[Saved data entries]
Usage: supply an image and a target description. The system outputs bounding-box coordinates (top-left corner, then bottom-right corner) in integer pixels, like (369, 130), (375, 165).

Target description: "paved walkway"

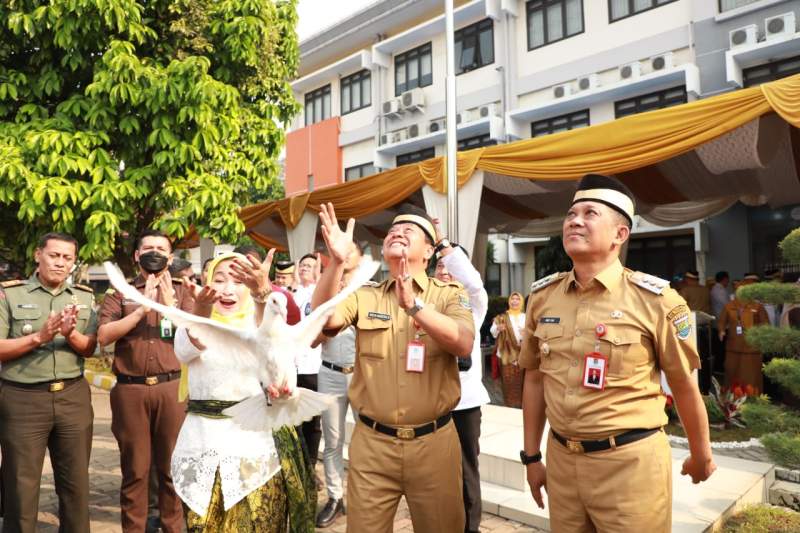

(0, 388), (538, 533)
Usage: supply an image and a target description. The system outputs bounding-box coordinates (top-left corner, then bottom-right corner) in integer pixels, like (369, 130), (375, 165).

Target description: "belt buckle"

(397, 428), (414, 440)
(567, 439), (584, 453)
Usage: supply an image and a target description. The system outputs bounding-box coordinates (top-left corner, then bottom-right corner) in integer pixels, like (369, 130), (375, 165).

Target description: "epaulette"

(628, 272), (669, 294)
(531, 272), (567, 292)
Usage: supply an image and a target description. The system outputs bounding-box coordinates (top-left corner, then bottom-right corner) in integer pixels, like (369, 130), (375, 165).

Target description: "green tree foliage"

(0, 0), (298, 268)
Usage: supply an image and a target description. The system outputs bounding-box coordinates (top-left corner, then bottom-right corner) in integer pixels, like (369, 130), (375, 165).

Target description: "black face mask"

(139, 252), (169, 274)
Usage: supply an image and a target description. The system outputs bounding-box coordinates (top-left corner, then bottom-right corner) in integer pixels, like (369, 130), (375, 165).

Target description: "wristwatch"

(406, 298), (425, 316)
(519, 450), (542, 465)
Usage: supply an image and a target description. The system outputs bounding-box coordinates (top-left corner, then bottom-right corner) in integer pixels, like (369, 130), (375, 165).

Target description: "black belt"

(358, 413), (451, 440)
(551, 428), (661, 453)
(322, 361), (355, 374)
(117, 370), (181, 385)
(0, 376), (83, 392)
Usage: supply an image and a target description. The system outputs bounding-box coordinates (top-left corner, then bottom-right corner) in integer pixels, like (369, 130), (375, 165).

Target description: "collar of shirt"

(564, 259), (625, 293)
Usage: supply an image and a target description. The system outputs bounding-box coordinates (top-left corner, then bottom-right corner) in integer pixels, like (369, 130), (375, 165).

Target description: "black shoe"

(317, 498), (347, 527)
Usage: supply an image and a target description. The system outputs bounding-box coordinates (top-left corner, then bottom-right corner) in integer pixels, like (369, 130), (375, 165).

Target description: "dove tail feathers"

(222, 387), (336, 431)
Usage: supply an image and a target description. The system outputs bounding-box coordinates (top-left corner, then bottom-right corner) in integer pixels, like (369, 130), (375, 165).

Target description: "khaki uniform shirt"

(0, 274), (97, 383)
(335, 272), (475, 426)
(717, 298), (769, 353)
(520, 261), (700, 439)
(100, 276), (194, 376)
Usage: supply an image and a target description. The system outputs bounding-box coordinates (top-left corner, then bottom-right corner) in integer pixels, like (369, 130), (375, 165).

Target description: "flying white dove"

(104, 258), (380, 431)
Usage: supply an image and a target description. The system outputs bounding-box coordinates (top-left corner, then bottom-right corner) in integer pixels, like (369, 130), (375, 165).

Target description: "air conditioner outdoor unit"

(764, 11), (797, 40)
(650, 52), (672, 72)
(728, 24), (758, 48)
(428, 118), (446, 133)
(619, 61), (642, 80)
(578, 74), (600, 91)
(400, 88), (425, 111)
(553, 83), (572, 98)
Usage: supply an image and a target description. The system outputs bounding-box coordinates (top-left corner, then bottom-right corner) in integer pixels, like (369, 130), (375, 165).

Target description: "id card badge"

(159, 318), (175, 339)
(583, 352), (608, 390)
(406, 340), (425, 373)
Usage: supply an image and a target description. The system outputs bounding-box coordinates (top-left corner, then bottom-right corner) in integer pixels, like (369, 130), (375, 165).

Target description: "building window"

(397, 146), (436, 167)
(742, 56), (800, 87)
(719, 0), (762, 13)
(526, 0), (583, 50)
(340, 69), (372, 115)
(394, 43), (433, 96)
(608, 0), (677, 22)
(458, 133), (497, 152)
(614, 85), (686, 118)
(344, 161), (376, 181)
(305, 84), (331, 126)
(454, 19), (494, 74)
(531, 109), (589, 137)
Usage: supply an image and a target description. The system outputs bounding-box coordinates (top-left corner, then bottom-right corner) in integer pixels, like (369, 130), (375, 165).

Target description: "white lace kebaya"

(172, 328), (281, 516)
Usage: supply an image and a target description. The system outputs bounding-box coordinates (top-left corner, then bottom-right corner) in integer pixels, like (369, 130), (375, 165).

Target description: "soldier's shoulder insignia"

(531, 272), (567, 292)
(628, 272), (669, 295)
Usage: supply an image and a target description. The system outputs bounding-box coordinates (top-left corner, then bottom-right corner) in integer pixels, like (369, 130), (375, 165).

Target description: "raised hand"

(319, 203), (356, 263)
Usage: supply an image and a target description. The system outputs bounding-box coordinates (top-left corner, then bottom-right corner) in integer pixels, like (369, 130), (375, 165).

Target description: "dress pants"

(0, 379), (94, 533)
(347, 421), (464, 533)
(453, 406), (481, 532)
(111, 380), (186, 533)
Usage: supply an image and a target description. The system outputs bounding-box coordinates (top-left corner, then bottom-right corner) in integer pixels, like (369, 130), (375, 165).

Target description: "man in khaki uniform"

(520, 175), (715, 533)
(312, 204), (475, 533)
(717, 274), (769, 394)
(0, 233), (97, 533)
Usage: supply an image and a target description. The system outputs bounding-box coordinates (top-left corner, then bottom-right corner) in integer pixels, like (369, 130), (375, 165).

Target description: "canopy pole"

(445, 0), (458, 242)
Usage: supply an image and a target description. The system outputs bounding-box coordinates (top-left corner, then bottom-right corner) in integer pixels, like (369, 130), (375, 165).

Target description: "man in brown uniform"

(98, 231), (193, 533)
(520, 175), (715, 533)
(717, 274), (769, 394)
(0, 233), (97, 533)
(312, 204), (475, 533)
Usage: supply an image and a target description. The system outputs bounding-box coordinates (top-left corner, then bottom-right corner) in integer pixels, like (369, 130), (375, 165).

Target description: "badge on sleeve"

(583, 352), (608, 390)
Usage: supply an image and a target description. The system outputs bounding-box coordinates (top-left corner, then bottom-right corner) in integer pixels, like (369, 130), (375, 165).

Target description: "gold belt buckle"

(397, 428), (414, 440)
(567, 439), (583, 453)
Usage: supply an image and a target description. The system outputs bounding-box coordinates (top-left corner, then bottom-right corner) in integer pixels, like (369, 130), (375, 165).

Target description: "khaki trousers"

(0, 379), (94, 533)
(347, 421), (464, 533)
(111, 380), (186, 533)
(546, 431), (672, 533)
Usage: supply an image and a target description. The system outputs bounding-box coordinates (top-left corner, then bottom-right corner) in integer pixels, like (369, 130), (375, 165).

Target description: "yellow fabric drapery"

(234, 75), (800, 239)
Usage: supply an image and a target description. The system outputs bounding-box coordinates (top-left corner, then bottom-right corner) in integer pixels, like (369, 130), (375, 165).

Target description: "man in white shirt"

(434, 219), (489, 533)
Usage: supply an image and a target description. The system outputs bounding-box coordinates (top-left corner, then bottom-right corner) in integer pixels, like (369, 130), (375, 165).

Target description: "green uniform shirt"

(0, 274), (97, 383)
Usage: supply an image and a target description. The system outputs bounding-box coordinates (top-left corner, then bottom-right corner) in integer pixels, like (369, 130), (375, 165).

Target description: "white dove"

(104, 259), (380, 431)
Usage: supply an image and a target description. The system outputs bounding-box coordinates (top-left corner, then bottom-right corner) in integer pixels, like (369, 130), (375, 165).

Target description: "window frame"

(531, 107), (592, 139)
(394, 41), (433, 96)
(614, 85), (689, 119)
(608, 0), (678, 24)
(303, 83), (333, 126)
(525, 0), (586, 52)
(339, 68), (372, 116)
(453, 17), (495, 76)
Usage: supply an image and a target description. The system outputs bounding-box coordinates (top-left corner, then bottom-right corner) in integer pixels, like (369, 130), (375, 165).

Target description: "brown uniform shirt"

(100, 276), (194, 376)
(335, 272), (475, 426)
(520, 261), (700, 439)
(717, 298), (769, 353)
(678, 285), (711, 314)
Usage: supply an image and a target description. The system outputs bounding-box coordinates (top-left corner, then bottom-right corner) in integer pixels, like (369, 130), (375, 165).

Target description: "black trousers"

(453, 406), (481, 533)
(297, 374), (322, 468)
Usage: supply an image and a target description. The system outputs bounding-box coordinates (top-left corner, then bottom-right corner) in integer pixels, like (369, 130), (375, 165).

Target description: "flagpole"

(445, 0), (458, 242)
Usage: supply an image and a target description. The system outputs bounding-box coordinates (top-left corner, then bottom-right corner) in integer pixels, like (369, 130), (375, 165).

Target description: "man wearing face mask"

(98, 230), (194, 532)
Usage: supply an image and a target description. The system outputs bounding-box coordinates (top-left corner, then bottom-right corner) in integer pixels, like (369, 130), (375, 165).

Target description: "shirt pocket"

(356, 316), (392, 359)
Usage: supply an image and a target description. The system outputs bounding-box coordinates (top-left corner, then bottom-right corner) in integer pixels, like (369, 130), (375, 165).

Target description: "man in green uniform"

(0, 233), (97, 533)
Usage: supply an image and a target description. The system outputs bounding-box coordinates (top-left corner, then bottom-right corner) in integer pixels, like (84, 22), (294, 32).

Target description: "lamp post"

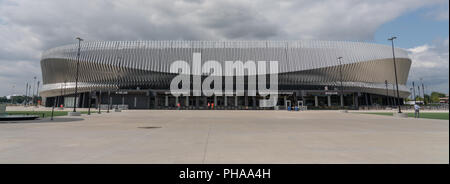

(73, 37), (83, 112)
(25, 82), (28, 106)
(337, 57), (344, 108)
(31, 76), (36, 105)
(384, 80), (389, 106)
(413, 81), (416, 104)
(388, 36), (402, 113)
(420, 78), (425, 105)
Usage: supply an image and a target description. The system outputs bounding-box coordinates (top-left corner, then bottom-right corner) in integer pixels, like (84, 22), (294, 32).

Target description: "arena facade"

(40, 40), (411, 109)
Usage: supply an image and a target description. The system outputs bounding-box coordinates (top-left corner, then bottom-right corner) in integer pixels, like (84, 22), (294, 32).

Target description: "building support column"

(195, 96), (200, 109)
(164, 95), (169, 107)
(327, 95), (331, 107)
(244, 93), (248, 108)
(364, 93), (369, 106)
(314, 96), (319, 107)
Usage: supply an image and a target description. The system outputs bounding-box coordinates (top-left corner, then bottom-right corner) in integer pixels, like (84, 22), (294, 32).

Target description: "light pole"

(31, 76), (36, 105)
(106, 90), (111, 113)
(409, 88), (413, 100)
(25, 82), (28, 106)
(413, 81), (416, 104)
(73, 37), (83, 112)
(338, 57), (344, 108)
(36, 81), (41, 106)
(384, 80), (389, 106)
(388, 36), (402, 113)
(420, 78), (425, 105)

- [Goal]:
Give only the number of lines in the material that contain the string "trousers", matching case exactly.

- [Result]:
2